## GIVEN PASSAGE
· · · ·
Gulf oil spill
On April 20, 2010, an explosion on the Deepwater Horizon/BP MC252 drilling platform in the Gulf of Mexico killed 11 workers and caused the rig to sink. As a result, oil began leaking into the Gulf creating one of the largest spills in American history. During the next 87 days an estimated 4 million barrels (168 million gallons) were released from the reservoir, of which 3.19 million (134 million gallons) were released into the Gulf of Mexico.
NOAA and many partner organizations are conducting research to determine the full extent of the damage from the spilled oil on the Gulf of Mexico ecosystem and economy. We know that this spill impacted wildlife, habitats, fishing communities, and commerce along the large coastal areas of Louisiana, Mississippi, Texas, Alabama, and Florida.
The Gulf of Mexico’s diverse ecosystem includes deep-sea ocean ridges and trenches, mid-depth banks, barrier islands, beaches, coral reefs, and estuaries. As currents and winds spread the oil from the mile-deep spill site, all habitats were at risk of contamination. Estuaries and coral reefs are some of the most sensitive areas in the impact zone as they provide protection, feeding areas, and nurseries for a large diversity of species.
Impacts to Wildlife
Sea turtles and marine birds were some of the first wildlife affected by the spill, as they live and feed on the surface where floating oil collects. Dolphins, whales and other marine mammals were also affected as they must come to the surface to breath. Oil accumulated on the skin of animals can make it difficult to breath and move in the water. Oiled birds can lose the ability to fly, dive for food, or float on the water which could lead to drowning. Oil also interferes with the water repellency of feathers and can cause hypothermia under the right conditions. Ingested oil can kill animals immediately; more often it results in lung, liver, and kidney damage which can lead to death. (Source: USFWS)
· · · ·
## DATASET CONTENT
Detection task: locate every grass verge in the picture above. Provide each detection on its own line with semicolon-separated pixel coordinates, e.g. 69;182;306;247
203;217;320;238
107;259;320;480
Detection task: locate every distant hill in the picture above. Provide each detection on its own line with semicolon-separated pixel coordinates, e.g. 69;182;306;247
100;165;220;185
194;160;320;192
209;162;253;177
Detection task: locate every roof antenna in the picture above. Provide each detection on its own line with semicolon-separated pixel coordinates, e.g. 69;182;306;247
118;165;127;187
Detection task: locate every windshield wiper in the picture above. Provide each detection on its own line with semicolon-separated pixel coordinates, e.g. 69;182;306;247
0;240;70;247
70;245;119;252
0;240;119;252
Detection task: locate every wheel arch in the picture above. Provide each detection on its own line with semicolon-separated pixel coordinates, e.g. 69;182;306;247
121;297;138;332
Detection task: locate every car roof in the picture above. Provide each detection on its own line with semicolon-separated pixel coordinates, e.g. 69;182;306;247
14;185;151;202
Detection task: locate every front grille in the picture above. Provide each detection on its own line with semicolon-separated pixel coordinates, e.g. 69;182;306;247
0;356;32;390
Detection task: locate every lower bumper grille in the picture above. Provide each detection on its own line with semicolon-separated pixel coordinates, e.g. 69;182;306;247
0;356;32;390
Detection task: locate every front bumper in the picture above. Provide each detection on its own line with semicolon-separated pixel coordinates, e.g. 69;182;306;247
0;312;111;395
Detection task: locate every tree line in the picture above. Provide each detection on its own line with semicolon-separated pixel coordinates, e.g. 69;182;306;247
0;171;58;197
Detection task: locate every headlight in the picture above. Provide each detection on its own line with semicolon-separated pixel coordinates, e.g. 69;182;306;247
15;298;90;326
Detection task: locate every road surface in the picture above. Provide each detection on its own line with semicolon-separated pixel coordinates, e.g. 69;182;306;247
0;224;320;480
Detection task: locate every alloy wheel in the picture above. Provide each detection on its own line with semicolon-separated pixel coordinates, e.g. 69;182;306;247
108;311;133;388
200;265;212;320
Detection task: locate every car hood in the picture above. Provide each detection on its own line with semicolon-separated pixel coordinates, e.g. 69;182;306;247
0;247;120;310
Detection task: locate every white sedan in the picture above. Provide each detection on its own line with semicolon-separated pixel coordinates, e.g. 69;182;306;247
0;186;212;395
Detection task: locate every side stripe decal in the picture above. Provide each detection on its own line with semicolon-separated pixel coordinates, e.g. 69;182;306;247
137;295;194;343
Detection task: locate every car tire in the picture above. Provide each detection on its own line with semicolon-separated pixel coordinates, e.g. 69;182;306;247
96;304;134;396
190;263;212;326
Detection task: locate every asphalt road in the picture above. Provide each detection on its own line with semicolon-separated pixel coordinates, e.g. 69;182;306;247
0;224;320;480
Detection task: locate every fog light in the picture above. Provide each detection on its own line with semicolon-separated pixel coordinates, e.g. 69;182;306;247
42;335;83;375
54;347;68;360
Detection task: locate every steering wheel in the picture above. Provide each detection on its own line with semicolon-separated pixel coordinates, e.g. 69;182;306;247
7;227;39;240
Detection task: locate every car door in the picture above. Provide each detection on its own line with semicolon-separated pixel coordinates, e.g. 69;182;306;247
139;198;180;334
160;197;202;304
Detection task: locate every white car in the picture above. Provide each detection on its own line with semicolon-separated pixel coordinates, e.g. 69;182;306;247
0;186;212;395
· · · ·
## YOUR TASKS
[a] Repeat the records from their first line up to and including the line with "107;259;320;480".
[b] Carry on the Gulf oil spill text from where it stops.
The Gulf oil spill text and the records have nothing to do with each other.

## TASK-BY-TASK ANSWERS
[a]
Detection task: locate every grass verge in the picture above. Provide each detection on its own line with semicolon-separated pixel coordinates, e.g. 69;182;306;247
203;217;320;238
107;259;320;480

[b]
Fish, shrimp, and shellfish are basic parts of the Gulf’s food web and are also important to the economic health of the region. To minimize human exposure to potentially unsafe seafood from the spill region, more than 80,000 square miles of commercial and recreational fishing grounds were closed while scientists investigated the impact of the spill and clean-up efforts on these organisms. After careful consideration for public health these waters are open once again and ongoing monitoring continues to insure the safety of seafood and check the health of the ecosystem. (Source: NOAA Keeping Seafood Safe)
Cleanup and restoration efforts have been ongoing since the summer of 2010. Primary restoration activities work to restore or replace habitats, species and services back to their original condition where possible. Through compensatory restoration efforts businesses and the public are provided compensation for losses as a result of the time natural resources are injured and unusable. Liability for these damages and restoration costs are still being determined.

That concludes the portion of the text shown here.